━━ Passage
NEW YORK (GenomeWeb) – Inherited germline variants — including a range of alterations in the transcriptional repressor-coding gene ETV6 genes — can contribute to the development of childhood acute lymphoblastic leukemia, according to a study published online last night in Lancet Oncology.
An international team led by investigators at St. Jude Children's Research Hospital did exome sequencing on a family that appeared particularly prone to ALL, uncovering a germline truncation in the ETV6 gene that seemed to coincide with ALL risk. And through targeted sequencing on thousands more children with ALL, they tracked down dozens more ALL-associated ETV6 variants.
"This is the latest example of the important role that genetic variation and inheritance plays in ALL risk," corresponding author Jun Yang, a pharmaceutical sciences researcher at St. Jude, said in a statement. "That has clear clinical implications and will help us understand the biology driving this cancer."
While childhood ALL is often attributed to somatic mutations, at least a few studies have shown that identical twins and other siblings of children with ALL are more likely to develop ALL themselves, the team explained, suggesting ALL susceptibility may have a heritable component.
━━━━
Questions on the material.
a – Summarize the article on childhood leukemia in two sentences.
b – In the article on childhood leukemia, what kind of sequencing did the team perform on the family that appeared particularly prone to ALL?
━━ Listed records
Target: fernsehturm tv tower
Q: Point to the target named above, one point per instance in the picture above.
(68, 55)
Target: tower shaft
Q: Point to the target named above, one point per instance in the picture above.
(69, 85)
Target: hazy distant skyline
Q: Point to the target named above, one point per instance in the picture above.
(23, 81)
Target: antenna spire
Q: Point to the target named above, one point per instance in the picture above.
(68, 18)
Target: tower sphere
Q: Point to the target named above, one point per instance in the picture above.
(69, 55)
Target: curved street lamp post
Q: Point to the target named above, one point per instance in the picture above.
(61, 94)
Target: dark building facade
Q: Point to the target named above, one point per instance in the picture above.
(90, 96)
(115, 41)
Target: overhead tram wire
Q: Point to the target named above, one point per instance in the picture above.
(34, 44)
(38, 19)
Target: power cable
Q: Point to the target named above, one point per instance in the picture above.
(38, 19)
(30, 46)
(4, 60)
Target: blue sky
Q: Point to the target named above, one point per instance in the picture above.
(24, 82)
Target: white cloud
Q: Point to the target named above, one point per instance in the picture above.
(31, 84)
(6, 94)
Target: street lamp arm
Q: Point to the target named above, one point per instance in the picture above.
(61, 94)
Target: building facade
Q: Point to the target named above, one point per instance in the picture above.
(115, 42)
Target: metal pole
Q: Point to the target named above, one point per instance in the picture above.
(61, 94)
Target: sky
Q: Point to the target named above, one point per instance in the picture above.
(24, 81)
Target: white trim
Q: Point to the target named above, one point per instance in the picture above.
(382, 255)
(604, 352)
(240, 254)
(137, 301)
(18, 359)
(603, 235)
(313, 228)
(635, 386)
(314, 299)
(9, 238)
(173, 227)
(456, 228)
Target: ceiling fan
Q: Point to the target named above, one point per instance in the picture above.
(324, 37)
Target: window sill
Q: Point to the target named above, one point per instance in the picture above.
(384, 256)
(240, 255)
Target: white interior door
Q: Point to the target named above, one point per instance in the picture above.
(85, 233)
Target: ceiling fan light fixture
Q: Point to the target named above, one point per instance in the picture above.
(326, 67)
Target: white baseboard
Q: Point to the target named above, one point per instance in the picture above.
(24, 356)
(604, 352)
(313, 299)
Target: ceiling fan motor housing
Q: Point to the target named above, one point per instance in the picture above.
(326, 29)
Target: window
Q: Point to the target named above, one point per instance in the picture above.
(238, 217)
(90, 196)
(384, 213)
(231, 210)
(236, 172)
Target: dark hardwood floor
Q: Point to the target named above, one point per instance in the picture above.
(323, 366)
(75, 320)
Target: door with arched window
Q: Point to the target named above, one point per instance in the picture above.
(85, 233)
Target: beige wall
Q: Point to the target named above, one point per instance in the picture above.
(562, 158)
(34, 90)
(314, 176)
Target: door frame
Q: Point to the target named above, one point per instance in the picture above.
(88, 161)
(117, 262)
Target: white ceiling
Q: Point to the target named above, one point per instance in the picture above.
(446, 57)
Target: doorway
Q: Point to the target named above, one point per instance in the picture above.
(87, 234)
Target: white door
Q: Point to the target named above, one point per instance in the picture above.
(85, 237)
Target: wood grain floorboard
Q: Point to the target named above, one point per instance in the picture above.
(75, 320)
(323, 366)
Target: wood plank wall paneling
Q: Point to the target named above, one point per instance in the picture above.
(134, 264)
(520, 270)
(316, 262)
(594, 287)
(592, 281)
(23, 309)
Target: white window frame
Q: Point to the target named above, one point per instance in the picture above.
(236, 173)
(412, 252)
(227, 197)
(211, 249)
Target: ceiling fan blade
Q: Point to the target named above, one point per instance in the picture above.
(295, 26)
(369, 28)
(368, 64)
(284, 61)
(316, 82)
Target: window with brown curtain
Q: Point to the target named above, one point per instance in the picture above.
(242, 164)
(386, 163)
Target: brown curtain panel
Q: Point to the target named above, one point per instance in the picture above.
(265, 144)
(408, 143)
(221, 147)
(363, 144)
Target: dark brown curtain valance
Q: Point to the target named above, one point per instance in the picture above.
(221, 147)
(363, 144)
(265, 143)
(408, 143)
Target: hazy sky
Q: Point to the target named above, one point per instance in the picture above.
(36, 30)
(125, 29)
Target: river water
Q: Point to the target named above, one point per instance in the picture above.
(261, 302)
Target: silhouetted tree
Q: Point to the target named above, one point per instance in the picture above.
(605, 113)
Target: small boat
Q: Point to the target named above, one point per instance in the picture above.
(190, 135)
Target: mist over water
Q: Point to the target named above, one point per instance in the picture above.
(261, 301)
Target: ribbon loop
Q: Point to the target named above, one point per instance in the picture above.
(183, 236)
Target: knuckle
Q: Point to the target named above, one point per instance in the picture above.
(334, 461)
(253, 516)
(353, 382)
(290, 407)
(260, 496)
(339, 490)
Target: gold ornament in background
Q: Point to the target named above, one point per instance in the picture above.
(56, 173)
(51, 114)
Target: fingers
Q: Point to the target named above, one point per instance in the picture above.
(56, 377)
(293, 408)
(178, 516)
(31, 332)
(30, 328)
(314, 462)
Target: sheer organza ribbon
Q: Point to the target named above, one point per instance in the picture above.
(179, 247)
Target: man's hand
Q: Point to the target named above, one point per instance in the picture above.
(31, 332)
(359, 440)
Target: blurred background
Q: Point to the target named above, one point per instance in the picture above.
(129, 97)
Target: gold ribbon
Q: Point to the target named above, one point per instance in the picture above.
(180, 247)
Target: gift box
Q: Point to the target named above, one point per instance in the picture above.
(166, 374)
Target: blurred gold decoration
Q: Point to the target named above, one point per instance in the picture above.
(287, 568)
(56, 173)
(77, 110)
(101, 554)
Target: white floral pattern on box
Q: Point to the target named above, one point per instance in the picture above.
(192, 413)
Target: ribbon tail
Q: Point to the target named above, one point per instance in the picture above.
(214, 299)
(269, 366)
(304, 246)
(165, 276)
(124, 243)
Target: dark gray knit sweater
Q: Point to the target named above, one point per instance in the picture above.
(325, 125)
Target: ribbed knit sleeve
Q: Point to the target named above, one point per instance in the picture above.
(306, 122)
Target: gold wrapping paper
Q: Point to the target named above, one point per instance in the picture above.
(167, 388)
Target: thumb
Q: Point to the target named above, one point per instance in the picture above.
━━━━
Answers to the tasks.
a – A study in Lancet Oncology reports that inherited germline variants, including a range of alterations in the ETV6 gene, can contribute to childhood acute lymphoblastic leukemia. A team led by St. Jude Children's Research Hospital investigators found an ETV6 germline truncation in an ALL-prone family through exome sequencing, then identified dozens more ALL-associated ETV6 variants through targeted sequencing of thousands of children with ALL.

b – Exome sequencing.